• _Your objective_
Copy the records verbatim, beginning at the line that contains "My team would appreciate it if you could pinpoint the small" and stopping after the line that contains "left=446, top=239, right=600, bottom=395".
======== Supplied entries ========
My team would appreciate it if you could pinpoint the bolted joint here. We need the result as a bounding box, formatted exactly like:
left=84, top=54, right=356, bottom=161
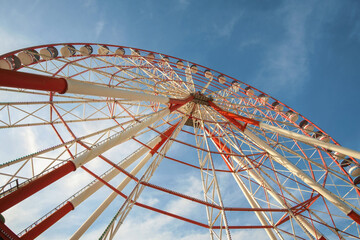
left=190, top=92, right=213, bottom=106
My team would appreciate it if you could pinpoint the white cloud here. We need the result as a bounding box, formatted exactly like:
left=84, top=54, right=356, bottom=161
left=258, top=3, right=312, bottom=94
left=214, top=14, right=242, bottom=38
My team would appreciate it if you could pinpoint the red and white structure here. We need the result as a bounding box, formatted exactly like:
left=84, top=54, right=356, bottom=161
left=0, top=43, right=360, bottom=239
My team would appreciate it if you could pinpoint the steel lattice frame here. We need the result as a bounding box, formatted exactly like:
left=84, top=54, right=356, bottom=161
left=0, top=43, right=360, bottom=239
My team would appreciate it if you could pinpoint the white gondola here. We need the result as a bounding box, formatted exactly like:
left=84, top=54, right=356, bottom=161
left=146, top=53, right=155, bottom=62
left=0, top=56, right=21, bottom=70
left=79, top=45, right=93, bottom=56
left=98, top=45, right=109, bottom=55
left=176, top=60, right=184, bottom=69
left=299, top=120, right=314, bottom=132
left=258, top=93, right=269, bottom=104
left=60, top=45, right=76, bottom=57
left=204, top=69, right=212, bottom=79
left=245, top=87, right=254, bottom=96
left=115, top=47, right=125, bottom=56
left=18, top=49, right=40, bottom=66
left=218, top=75, right=226, bottom=84
left=190, top=65, right=197, bottom=74
left=271, top=102, right=284, bottom=112
left=40, top=47, right=59, bottom=60
left=349, top=166, right=360, bottom=177
left=231, top=80, right=240, bottom=92
left=286, top=110, right=299, bottom=122
left=313, top=131, right=330, bottom=143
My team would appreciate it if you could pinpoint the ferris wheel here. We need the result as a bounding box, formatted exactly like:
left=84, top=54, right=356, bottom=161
left=0, top=43, right=360, bottom=239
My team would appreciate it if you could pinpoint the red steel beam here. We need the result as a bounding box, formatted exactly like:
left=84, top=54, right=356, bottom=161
left=20, top=202, right=74, bottom=240
left=209, top=102, right=260, bottom=131
left=0, top=221, right=20, bottom=240
left=0, top=161, right=76, bottom=213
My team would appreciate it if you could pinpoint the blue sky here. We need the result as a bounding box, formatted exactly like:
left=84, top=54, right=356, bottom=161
left=0, top=0, right=360, bottom=149
left=0, top=0, right=360, bottom=239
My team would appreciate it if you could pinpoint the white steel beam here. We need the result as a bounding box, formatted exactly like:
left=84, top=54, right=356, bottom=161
left=66, top=79, right=170, bottom=104
left=259, top=123, right=360, bottom=159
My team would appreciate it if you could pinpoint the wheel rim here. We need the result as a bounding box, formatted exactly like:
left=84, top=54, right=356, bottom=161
left=0, top=43, right=360, bottom=239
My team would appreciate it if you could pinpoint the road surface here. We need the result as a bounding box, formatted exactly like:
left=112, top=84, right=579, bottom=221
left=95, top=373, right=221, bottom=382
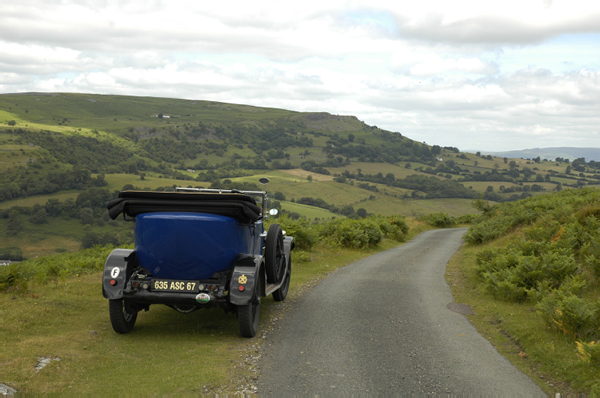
left=257, top=228, right=544, bottom=396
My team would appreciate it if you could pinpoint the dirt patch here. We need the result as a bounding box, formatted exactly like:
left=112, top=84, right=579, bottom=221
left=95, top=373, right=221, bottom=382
left=281, top=169, right=333, bottom=181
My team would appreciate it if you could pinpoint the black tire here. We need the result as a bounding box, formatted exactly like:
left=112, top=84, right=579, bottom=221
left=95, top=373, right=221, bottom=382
left=108, top=299, right=137, bottom=334
left=265, top=224, right=286, bottom=283
left=273, top=253, right=292, bottom=301
left=236, top=274, right=260, bottom=337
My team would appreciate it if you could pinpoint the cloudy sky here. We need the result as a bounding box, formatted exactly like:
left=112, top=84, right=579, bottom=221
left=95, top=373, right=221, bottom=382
left=0, top=0, right=600, bottom=151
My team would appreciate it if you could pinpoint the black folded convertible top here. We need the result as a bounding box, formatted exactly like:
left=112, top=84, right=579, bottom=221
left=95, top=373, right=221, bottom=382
left=106, top=191, right=261, bottom=224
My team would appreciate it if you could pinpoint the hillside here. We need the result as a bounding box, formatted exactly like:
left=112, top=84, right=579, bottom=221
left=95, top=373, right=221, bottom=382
left=0, top=93, right=600, bottom=259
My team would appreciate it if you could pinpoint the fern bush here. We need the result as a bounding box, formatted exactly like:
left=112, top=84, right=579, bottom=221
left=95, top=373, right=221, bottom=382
left=265, top=214, right=317, bottom=250
left=319, top=218, right=384, bottom=249
left=535, top=290, right=600, bottom=339
left=419, top=212, right=456, bottom=228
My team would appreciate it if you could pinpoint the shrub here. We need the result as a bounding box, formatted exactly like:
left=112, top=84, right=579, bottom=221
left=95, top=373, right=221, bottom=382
left=535, top=291, right=599, bottom=339
left=420, top=212, right=455, bottom=228
left=265, top=214, right=317, bottom=250
left=319, top=218, right=384, bottom=249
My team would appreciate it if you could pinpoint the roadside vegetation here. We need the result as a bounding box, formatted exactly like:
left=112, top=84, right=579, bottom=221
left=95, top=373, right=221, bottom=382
left=448, top=189, right=600, bottom=395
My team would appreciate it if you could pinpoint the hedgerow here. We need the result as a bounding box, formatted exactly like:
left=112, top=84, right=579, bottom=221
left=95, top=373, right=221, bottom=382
left=465, top=189, right=600, bottom=378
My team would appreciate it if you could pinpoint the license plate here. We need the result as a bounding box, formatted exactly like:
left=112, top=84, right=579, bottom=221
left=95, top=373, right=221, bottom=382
left=152, top=279, right=199, bottom=293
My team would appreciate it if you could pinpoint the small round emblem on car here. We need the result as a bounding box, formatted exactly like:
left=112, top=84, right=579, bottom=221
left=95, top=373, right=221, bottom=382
left=196, top=293, right=210, bottom=304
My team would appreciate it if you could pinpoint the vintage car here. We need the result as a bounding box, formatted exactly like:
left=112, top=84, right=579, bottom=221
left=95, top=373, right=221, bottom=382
left=102, top=178, right=294, bottom=337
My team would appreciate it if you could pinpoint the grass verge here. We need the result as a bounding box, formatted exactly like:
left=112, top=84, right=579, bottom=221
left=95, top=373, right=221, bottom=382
left=446, top=239, right=600, bottom=395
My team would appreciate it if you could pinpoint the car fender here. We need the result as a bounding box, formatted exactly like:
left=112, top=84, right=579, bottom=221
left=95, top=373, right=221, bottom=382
left=102, top=249, right=134, bottom=300
left=229, top=255, right=265, bottom=305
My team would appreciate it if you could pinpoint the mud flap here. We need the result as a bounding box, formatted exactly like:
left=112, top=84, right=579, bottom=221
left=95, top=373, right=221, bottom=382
left=229, top=254, right=265, bottom=305
left=102, top=249, right=134, bottom=300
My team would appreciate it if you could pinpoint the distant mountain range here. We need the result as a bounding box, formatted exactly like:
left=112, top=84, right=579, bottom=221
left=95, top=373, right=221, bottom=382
left=478, top=147, right=600, bottom=162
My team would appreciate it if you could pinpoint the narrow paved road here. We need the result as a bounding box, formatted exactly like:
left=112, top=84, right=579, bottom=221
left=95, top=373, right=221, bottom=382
left=258, top=229, right=543, bottom=395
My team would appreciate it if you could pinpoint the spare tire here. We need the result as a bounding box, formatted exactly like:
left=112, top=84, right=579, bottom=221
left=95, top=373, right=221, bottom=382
left=265, top=224, right=286, bottom=283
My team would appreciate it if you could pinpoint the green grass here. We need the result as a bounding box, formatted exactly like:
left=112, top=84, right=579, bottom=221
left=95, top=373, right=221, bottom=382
left=446, top=237, right=600, bottom=395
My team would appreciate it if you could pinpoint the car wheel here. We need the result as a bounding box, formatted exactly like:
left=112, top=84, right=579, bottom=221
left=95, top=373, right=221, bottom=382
left=236, top=274, right=260, bottom=337
left=265, top=224, right=286, bottom=283
left=108, top=299, right=137, bottom=334
left=273, top=253, right=292, bottom=301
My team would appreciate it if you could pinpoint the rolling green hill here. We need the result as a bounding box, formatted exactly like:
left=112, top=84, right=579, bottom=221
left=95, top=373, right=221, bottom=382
left=0, top=93, right=600, bottom=258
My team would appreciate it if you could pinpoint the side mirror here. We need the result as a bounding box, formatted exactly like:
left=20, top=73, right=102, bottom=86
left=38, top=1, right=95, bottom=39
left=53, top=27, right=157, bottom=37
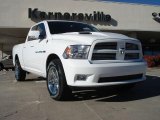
========
• _Exercise result_
My team would appreciate it if you could pinpoint the small round emblem on car here. We need the result as a bounding box, formatted exactly like:
left=112, top=84, right=579, bottom=221
left=95, top=373, right=221, bottom=382
left=196, top=293, right=210, bottom=304
My team would appreciate it if you could pinpoint the vintage car here. We need the result as a bounding box, formatted exactly like:
left=112, top=84, right=579, bottom=221
left=95, top=373, right=221, bottom=382
left=102, top=178, right=294, bottom=337
My team would appreciate it if you could pinpoint the grass verge here. We need the result as a bounding box, formatted exactly like:
left=112, top=84, right=579, bottom=221
left=95, top=373, right=221, bottom=382
left=446, top=239, right=600, bottom=395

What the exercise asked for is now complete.